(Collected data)
—————

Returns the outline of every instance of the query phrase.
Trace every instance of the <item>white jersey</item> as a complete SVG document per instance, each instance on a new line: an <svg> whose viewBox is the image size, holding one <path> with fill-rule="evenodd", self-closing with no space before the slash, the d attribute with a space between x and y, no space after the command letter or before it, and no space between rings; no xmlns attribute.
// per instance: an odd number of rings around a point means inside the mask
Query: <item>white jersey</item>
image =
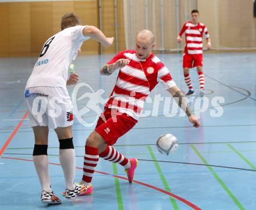
<svg viewBox="0 0 256 210"><path fill-rule="evenodd" d="M26 88L40 86L66 88L69 65L83 42L90 38L83 34L86 27L77 26L64 29L45 42Z"/></svg>

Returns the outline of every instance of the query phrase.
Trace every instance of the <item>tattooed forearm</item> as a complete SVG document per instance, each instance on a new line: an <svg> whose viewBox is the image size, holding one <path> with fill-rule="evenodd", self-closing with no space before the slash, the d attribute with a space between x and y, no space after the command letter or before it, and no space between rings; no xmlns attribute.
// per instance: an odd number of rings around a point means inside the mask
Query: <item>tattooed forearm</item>
<svg viewBox="0 0 256 210"><path fill-rule="evenodd" d="M112 65L106 65L102 67L102 72L105 75L110 75L112 73L112 72L110 70L111 69Z"/></svg>
<svg viewBox="0 0 256 210"><path fill-rule="evenodd" d="M190 108L187 103L186 98L181 91L178 91L175 92L175 94L173 95L173 97L179 106L180 106L186 112L186 114L188 117L193 115L191 111L190 111Z"/></svg>

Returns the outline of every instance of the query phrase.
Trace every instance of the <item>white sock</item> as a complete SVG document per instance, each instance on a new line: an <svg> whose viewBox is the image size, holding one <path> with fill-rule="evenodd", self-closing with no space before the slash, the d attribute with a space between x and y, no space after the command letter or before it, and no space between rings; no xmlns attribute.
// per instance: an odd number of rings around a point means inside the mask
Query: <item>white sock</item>
<svg viewBox="0 0 256 210"><path fill-rule="evenodd" d="M125 169L128 169L130 168L131 168L131 163L130 162L130 160L129 160L128 162L126 165L123 166L123 168L125 168Z"/></svg>
<svg viewBox="0 0 256 210"><path fill-rule="evenodd" d="M84 181L83 180L82 180L79 183L81 183L81 184L87 184L87 185L91 184L91 182L90 182L90 183L86 182L86 181Z"/></svg>
<svg viewBox="0 0 256 210"><path fill-rule="evenodd" d="M74 190L76 158L74 149L59 150L59 162L64 172L66 188Z"/></svg>
<svg viewBox="0 0 256 210"><path fill-rule="evenodd" d="M42 191L51 193L52 191L51 188L50 176L49 175L48 158L48 155L33 156L34 165L40 180Z"/></svg>

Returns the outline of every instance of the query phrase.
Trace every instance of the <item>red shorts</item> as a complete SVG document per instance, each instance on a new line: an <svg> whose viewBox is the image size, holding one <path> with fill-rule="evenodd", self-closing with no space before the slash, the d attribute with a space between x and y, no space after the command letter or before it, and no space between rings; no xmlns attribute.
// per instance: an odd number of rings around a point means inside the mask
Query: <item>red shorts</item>
<svg viewBox="0 0 256 210"><path fill-rule="evenodd" d="M183 68L202 66L202 54L183 54Z"/></svg>
<svg viewBox="0 0 256 210"><path fill-rule="evenodd" d="M104 115L106 121L99 117L95 129L109 145L114 144L119 137L131 130L138 122L126 113L118 112L116 118L112 118L111 110L107 108L101 114Z"/></svg>

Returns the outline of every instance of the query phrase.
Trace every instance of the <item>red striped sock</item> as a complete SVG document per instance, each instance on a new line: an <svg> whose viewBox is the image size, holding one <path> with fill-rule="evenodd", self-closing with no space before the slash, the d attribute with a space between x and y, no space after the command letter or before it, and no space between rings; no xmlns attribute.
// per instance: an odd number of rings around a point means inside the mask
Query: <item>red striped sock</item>
<svg viewBox="0 0 256 210"><path fill-rule="evenodd" d="M204 89L204 72L198 72L198 79L199 79L199 85L200 86L200 89Z"/></svg>
<svg viewBox="0 0 256 210"><path fill-rule="evenodd" d="M83 182L90 184L93 179L95 168L99 161L98 148L86 145L86 154L84 158L84 175Z"/></svg>
<svg viewBox="0 0 256 210"><path fill-rule="evenodd" d="M118 152L113 147L107 146L106 150L99 156L106 161L118 163L125 169L129 169L131 166L129 159Z"/></svg>
<svg viewBox="0 0 256 210"><path fill-rule="evenodd" d="M191 79L190 79L190 74L184 74L184 77L185 79L185 82L187 84L187 87L189 87L189 90L193 90L193 87L192 86L192 82L191 81Z"/></svg>

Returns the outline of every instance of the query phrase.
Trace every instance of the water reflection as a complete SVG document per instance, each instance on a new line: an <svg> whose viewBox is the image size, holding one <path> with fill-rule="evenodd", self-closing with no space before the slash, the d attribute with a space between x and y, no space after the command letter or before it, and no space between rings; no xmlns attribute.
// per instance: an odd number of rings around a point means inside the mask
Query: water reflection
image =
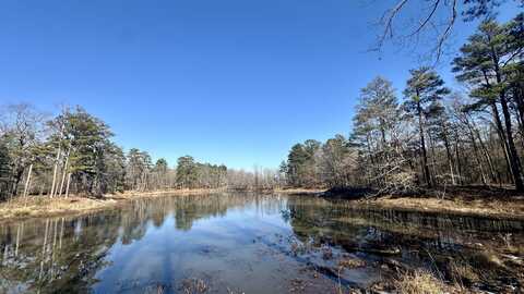
<svg viewBox="0 0 524 294"><path fill-rule="evenodd" d="M523 241L519 221L310 197L164 197L0 225L0 293L340 293L398 267L445 275L451 264L489 268L465 280L478 290L516 289L522 265L503 256L522 258Z"/></svg>

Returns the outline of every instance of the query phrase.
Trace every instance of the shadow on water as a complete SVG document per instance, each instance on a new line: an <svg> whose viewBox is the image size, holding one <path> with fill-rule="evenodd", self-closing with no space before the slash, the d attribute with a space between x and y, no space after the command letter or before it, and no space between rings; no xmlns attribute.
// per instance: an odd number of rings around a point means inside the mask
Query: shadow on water
<svg viewBox="0 0 524 294"><path fill-rule="evenodd" d="M341 293L414 268L516 292L522 244L514 220L299 196L163 197L0 224L0 293Z"/></svg>

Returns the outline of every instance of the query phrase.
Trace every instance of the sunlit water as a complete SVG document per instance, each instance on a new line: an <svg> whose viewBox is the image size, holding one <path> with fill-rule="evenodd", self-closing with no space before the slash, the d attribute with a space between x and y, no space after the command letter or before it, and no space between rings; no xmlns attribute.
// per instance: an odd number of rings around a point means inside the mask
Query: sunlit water
<svg viewBox="0 0 524 294"><path fill-rule="evenodd" d="M517 292L523 242L520 221L307 196L172 196L0 224L0 293L344 293L407 268L456 279L450 265L481 269L461 280L468 287Z"/></svg>

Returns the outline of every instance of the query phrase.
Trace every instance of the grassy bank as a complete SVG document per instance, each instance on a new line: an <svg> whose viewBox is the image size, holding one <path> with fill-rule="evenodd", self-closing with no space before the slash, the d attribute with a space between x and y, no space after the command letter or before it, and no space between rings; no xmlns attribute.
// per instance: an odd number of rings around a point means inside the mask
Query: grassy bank
<svg viewBox="0 0 524 294"><path fill-rule="evenodd" d="M82 215L91 211L117 208L133 199L154 198L166 195L195 195L216 193L221 189L169 189L156 192L126 192L109 194L100 198L70 196L68 198L46 196L17 197L0 204L0 221L15 221L28 218Z"/></svg>
<svg viewBox="0 0 524 294"><path fill-rule="evenodd" d="M38 217L82 215L95 210L116 208L130 200L166 195L196 195L224 192L224 189L169 189L156 192L126 192L109 194L102 198L71 196L48 198L43 196L17 197L0 204L0 221L15 221ZM288 188L265 191L264 194L320 196L325 189ZM352 198L347 195L330 195L334 198ZM419 212L446 212L478 217L495 217L524 220L524 195L508 195L502 192L486 194L455 193L438 196L382 196L379 198L347 199L355 208L393 209Z"/></svg>
<svg viewBox="0 0 524 294"><path fill-rule="evenodd" d="M355 208L409 210L419 212L446 212L478 217L495 217L524 220L524 195L511 189L485 187L457 187L446 193L439 191L420 195L353 198L341 193L329 198L347 199Z"/></svg>

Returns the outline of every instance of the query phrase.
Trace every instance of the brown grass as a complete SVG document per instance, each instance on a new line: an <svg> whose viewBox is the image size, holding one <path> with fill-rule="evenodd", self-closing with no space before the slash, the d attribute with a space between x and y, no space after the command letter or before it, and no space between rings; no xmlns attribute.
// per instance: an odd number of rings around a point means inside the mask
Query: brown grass
<svg viewBox="0 0 524 294"><path fill-rule="evenodd" d="M426 270L416 270L403 274L394 283L395 290L404 294L441 294L446 285Z"/></svg>
<svg viewBox="0 0 524 294"><path fill-rule="evenodd" d="M156 192L126 192L123 194L105 195L100 198L70 196L69 198L47 196L17 197L0 204L0 221L15 221L37 217L55 217L62 215L82 215L90 211L114 208L132 199L154 198L167 195L195 195L218 192L216 189L171 189Z"/></svg>
<svg viewBox="0 0 524 294"><path fill-rule="evenodd" d="M503 217L511 219L524 218L523 196L505 199L467 199L460 196L453 199L384 197L361 203L385 209L407 209L422 212L450 212L461 215Z"/></svg>

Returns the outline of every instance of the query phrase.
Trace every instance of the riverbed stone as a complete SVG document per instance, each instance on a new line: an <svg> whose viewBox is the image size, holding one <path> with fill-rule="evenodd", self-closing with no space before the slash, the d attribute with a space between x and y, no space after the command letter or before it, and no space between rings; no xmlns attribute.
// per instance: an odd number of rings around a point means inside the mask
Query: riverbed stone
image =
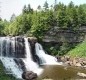
<svg viewBox="0 0 86 80"><path fill-rule="evenodd" d="M37 74L32 71L26 71L26 72L23 72L22 78L25 80L36 80Z"/></svg>

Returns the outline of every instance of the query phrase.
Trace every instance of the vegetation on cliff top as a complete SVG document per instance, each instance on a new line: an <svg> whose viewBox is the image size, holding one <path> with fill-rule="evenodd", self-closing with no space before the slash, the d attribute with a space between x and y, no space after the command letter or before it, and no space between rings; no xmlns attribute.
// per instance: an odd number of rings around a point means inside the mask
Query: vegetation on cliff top
<svg viewBox="0 0 86 80"><path fill-rule="evenodd" d="M0 80L16 80L12 75L7 75L0 61Z"/></svg>
<svg viewBox="0 0 86 80"><path fill-rule="evenodd" d="M71 49L68 55L72 57L86 57L86 41L79 43L74 49Z"/></svg>

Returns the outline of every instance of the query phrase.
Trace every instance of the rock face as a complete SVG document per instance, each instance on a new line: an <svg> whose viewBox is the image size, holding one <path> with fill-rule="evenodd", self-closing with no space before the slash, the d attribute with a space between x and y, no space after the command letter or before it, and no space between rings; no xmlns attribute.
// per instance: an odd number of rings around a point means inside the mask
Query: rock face
<svg viewBox="0 0 86 80"><path fill-rule="evenodd" d="M37 74L32 71L26 71L26 72L23 72L22 78L25 80L36 80Z"/></svg>

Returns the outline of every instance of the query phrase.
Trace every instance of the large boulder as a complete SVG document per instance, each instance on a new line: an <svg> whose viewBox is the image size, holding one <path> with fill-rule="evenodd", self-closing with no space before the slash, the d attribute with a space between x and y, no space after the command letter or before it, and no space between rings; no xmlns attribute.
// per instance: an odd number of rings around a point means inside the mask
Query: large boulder
<svg viewBox="0 0 86 80"><path fill-rule="evenodd" d="M22 78L25 80L36 80L37 74L32 71L26 71L26 72L23 72Z"/></svg>

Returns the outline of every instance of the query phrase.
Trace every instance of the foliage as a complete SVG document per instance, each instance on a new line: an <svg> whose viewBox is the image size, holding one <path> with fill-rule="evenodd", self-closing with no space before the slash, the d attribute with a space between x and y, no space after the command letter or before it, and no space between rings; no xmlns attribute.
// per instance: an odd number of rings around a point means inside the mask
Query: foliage
<svg viewBox="0 0 86 80"><path fill-rule="evenodd" d="M74 49L70 50L67 55L72 57L86 57L86 41L78 44Z"/></svg>
<svg viewBox="0 0 86 80"><path fill-rule="evenodd" d="M0 80L16 80L12 75L7 75L5 73L1 61L0 61Z"/></svg>
<svg viewBox="0 0 86 80"><path fill-rule="evenodd" d="M47 1L43 6L39 5L37 10L33 10L30 4L25 5L19 16L12 15L10 22L0 19L0 35L27 35L42 40L47 31L54 27L78 30L80 27L86 26L85 5L77 6L73 2L68 5L57 4L56 0L55 5L51 5L51 8ZM63 43L59 47L49 46L48 51L53 55L63 55L71 48L72 45L69 43Z"/></svg>

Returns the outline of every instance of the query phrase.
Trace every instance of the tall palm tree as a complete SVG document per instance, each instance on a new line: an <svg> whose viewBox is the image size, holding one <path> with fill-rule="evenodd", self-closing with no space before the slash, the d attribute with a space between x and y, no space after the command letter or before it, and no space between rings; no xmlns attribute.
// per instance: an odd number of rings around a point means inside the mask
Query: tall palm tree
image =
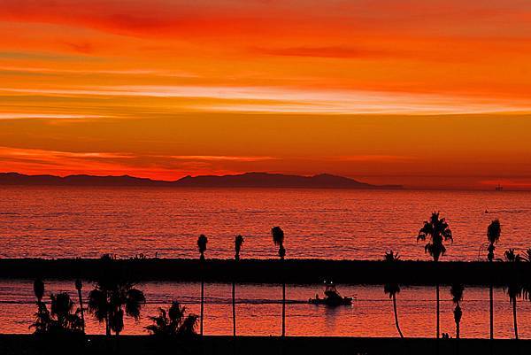
<svg viewBox="0 0 531 355"><path fill-rule="evenodd" d="M425 241L428 237L429 240L424 247L424 251L429 253L434 258L436 263L439 261L441 255L444 255L446 247L443 242L453 242L451 230L446 223L444 218L439 219L439 212L434 212L429 220L424 222L424 226L419 231L417 242ZM436 271L435 271L436 272ZM437 297L437 339L440 337L440 308L439 308L439 279L435 275L435 292Z"/></svg>
<svg viewBox="0 0 531 355"><path fill-rule="evenodd" d="M487 259L489 263L494 260L494 250L496 244L500 239L502 234L502 226L499 220L494 220L487 228L487 239L489 240L489 255ZM492 264L491 264L492 266ZM492 267L490 267L490 284L489 285L489 311L490 311L490 339L494 339L494 291L492 285Z"/></svg>
<svg viewBox="0 0 531 355"><path fill-rule="evenodd" d="M201 321L199 327L199 334L203 336L203 319L204 315L204 251L206 251L206 243L208 243L208 238L204 235L199 235L197 238L197 249L199 250L199 264L201 268Z"/></svg>
<svg viewBox="0 0 531 355"><path fill-rule="evenodd" d="M124 314L139 320L146 298L142 290L119 274L111 258L104 256L102 263L104 272L88 293L88 312L100 322L105 322L107 336L111 336L111 331L119 336L124 328Z"/></svg>
<svg viewBox="0 0 531 355"><path fill-rule="evenodd" d="M235 266L240 261L240 251L243 244L243 237L240 235L235 238ZM236 338L236 282L233 279L233 336Z"/></svg>
<svg viewBox="0 0 531 355"><path fill-rule="evenodd" d="M284 265L286 249L284 248L284 231L280 227L271 228L273 243L279 247L279 258ZM283 266L282 266L283 267ZM286 336L286 282L282 277L282 337Z"/></svg>
<svg viewBox="0 0 531 355"><path fill-rule="evenodd" d="M81 290L83 289L83 282L81 279L75 280L75 289L78 291L78 298L80 299L80 310L81 312L81 330L85 333L85 312L83 309L83 295Z"/></svg>
<svg viewBox="0 0 531 355"><path fill-rule="evenodd" d="M453 301L456 308L454 309L454 320L456 321L456 338L459 338L460 334L460 322L461 317L463 316L463 311L461 310L460 302L463 300L463 292L465 291L465 286L460 282L453 283L450 288L450 294L451 295L451 300Z"/></svg>
<svg viewBox="0 0 531 355"><path fill-rule="evenodd" d="M385 253L384 259L389 263L395 264L398 261L400 257L398 253L393 253L393 251L389 251ZM400 285L396 282L396 270L393 266L393 270L391 271L391 280L383 285L383 292L386 295L389 295L389 298L393 300L393 312L395 313L395 325L396 326L396 330L398 330L398 334L401 338L404 338L404 335L402 334L402 330L400 330L400 324L398 323L398 313L396 313L396 294L400 293Z"/></svg>
<svg viewBox="0 0 531 355"><path fill-rule="evenodd" d="M514 338L518 339L518 321L516 317L516 300L522 296L522 285L519 280L517 265L521 261L521 257L514 252L514 249L509 249L504 253L505 261L511 263L512 270L508 277L508 282L504 288L509 296L509 302L512 305L512 321L514 327Z"/></svg>

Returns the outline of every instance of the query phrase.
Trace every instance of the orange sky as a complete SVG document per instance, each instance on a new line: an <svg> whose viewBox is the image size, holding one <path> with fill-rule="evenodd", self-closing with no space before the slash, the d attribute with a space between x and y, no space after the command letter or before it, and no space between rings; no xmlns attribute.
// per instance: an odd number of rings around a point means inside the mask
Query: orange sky
<svg viewBox="0 0 531 355"><path fill-rule="evenodd" d="M531 189L531 3L0 0L1 171Z"/></svg>

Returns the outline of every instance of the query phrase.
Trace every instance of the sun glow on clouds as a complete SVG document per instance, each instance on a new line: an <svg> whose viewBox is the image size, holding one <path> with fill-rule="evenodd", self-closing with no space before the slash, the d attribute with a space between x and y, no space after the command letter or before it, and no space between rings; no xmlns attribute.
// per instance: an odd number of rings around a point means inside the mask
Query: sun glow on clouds
<svg viewBox="0 0 531 355"><path fill-rule="evenodd" d="M523 100L488 100L428 94L376 91L309 90L271 87L108 86L80 89L0 88L0 92L70 96L180 97L225 100L223 104L192 101L185 106L204 112L442 114L528 112ZM252 100L253 104L246 103ZM0 114L0 119L8 118ZM20 117L23 117L23 114ZM68 118L59 115L57 118ZM72 115L75 118L76 115ZM28 114L29 117L29 114ZM53 118L51 114L41 117ZM80 115L80 118L81 116ZM89 116L90 117L90 116ZM38 116L36 116L38 118Z"/></svg>

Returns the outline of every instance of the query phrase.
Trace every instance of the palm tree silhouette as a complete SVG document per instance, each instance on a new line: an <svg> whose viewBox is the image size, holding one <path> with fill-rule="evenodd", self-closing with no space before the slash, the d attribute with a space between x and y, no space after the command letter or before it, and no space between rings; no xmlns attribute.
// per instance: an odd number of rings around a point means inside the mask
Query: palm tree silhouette
<svg viewBox="0 0 531 355"><path fill-rule="evenodd" d="M456 321L456 338L459 339L460 334L460 322L461 317L463 316L463 311L461 310L460 302L463 300L463 291L465 291L465 286L460 282L453 283L450 288L450 294L451 295L451 300L453 301L456 308L454 309L454 320Z"/></svg>
<svg viewBox="0 0 531 355"><path fill-rule="evenodd" d="M505 261L511 263L512 270L508 277L508 282L504 290L507 291L509 296L509 302L512 305L512 321L514 325L514 338L518 339L518 321L516 317L516 300L518 297L522 296L522 286L519 280L518 274L518 264L521 261L521 257L519 254L515 254L514 249L509 249L504 253Z"/></svg>
<svg viewBox="0 0 531 355"><path fill-rule="evenodd" d="M434 212L429 220L424 222L424 226L419 231L417 242L419 240L425 241L429 237L429 241L424 247L424 251L429 253L434 258L436 263L439 261L441 255L444 255L446 248L443 242L453 242L451 230L446 223L444 218L439 219L439 212ZM435 292L437 297L437 339L440 337L440 308L439 308L439 279L435 277Z"/></svg>
<svg viewBox="0 0 531 355"><path fill-rule="evenodd" d="M242 250L242 244L243 244L243 237L240 235L235 238L235 266L237 267L238 261L240 261L240 251ZM236 282L233 280L233 336L235 340L236 338Z"/></svg>
<svg viewBox="0 0 531 355"><path fill-rule="evenodd" d="M206 251L206 243L208 243L208 238L204 235L199 235L197 238L197 249L199 249L199 264L201 268L201 325L200 325L200 334L203 336L203 319L204 315L204 251Z"/></svg>
<svg viewBox="0 0 531 355"><path fill-rule="evenodd" d="M286 257L286 249L284 248L284 231L280 227L271 228L271 235L273 243L279 247L279 258L284 265L284 258ZM282 277L282 337L286 336L286 282Z"/></svg>
<svg viewBox="0 0 531 355"><path fill-rule="evenodd" d="M146 298L142 290L119 274L114 261L108 256L102 258L104 272L95 288L88 293L88 312L100 322L105 322L105 334L111 331L119 336L124 328L125 314L140 319Z"/></svg>
<svg viewBox="0 0 531 355"><path fill-rule="evenodd" d="M494 261L494 244L497 243L502 234L502 226L499 220L494 220L487 228L487 239L489 240L489 262ZM492 264L491 264L492 266ZM490 267L490 284L489 285L489 302L490 311L490 339L494 339L494 291L492 285L492 266Z"/></svg>
<svg viewBox="0 0 531 355"><path fill-rule="evenodd" d="M154 336L189 338L196 335L196 325L199 317L193 313L187 316L186 307L177 301L172 302L167 312L158 308L158 315L149 318L153 324L144 328Z"/></svg>
<svg viewBox="0 0 531 355"><path fill-rule="evenodd" d="M398 253L393 253L393 251L389 251L385 253L385 261L389 263L395 264L398 261L400 257ZM383 292L386 295L389 295L389 298L393 300L393 312L395 313L395 325L396 326L396 330L398 330L398 334L401 338L404 338L404 335L402 334L402 330L400 330L400 324L398 323L398 313L396 313L396 294L400 293L400 286L398 282L396 281L396 269L393 266L393 270L391 271L391 280L383 285Z"/></svg>
<svg viewBox="0 0 531 355"><path fill-rule="evenodd" d="M85 313L83 309L83 295L81 294L81 290L83 289L83 282L81 279L75 280L75 289L78 291L78 298L80 299L80 310L81 312L81 329L83 333L85 333Z"/></svg>

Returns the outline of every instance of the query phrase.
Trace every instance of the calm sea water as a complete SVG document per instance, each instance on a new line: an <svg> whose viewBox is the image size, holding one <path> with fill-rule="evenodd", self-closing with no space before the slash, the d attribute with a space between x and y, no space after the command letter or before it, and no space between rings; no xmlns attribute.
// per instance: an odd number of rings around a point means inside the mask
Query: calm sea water
<svg viewBox="0 0 531 355"><path fill-rule="evenodd" d="M196 258L202 233L207 258L232 258L237 234L246 237L242 258L274 258L269 230L278 225L288 258L377 259L392 248L427 259L416 235L434 210L454 232L442 259L484 258L494 218L499 255L531 247L526 192L0 187L0 197L2 258Z"/></svg>
<svg viewBox="0 0 531 355"><path fill-rule="evenodd" d="M91 289L85 283L84 297ZM140 321L126 319L125 334L147 334L147 319L157 314L158 307L167 307L172 299L182 302L189 312L199 313L198 283L147 282L139 284L147 305ZM47 282L46 293L68 291L77 301L73 282ZM287 334L289 336L397 336L391 300L381 286L342 286L343 295L355 297L351 306L336 308L315 305L307 299L321 292L320 285L288 285ZM435 289L403 288L397 296L398 316L406 336L435 336ZM231 335L231 285L205 285L204 333ZM238 285L236 313L238 334L280 335L281 325L281 289L280 285ZM466 288L461 304L461 336L489 337L489 290ZM33 282L0 281L0 333L27 333L35 312ZM441 330L454 336L453 304L448 287L441 288ZM531 338L531 302L518 302L519 334ZM87 316L87 331L104 334L104 326ZM513 336L512 311L508 297L495 289L495 334L496 337Z"/></svg>

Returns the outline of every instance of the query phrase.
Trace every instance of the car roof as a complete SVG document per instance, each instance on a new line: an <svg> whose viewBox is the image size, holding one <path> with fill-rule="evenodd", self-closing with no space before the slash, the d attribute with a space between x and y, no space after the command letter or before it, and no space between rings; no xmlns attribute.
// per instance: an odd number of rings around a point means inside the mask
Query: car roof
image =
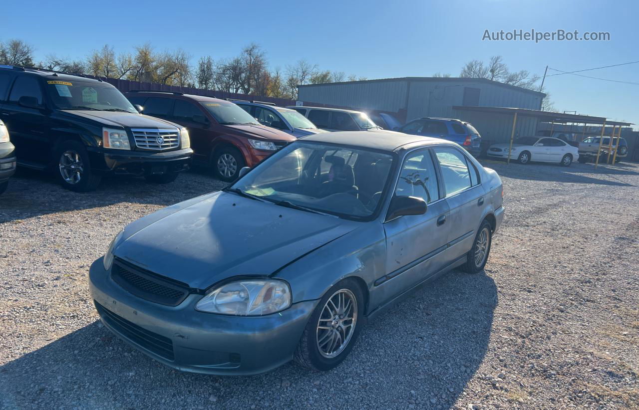
<svg viewBox="0 0 639 410"><path fill-rule="evenodd" d="M424 145L449 143L438 138L430 138L392 131L339 131L314 134L301 140L342 144L384 151L396 151L408 144L422 142Z"/></svg>

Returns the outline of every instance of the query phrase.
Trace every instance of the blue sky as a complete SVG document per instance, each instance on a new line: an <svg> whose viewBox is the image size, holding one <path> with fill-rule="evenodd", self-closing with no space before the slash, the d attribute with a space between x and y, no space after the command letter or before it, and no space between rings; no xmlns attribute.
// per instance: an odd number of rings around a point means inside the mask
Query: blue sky
<svg viewBox="0 0 639 410"><path fill-rule="evenodd" d="M148 42L158 50L181 47L194 64L203 55L235 56L254 42L272 68L303 58L369 79L456 76L466 62L495 55L512 70L540 75L546 65L574 71L639 61L639 3L629 0L5 3L0 40L27 42L36 60L50 53L84 57L105 43L129 51ZM482 41L486 29L608 31L610 41ZM639 83L639 64L582 73ZM546 85L558 110L639 124L639 86L571 75Z"/></svg>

—————

Instructions to follow: Extract each line of the records that contains the word "sunlit".

Solution to this exercise:
Trace every instance of the sunlit water as a complete SVG document per instance, each instance on a new line: an <svg> whose viewBox is the image size, holding one <path> with fill-rule="evenodd", self-closing with no space before the slash, the d attribute with a space between x and y, no space after the command letter or before it, and no space between rings; no xmlns attribute.
Query: sunlit water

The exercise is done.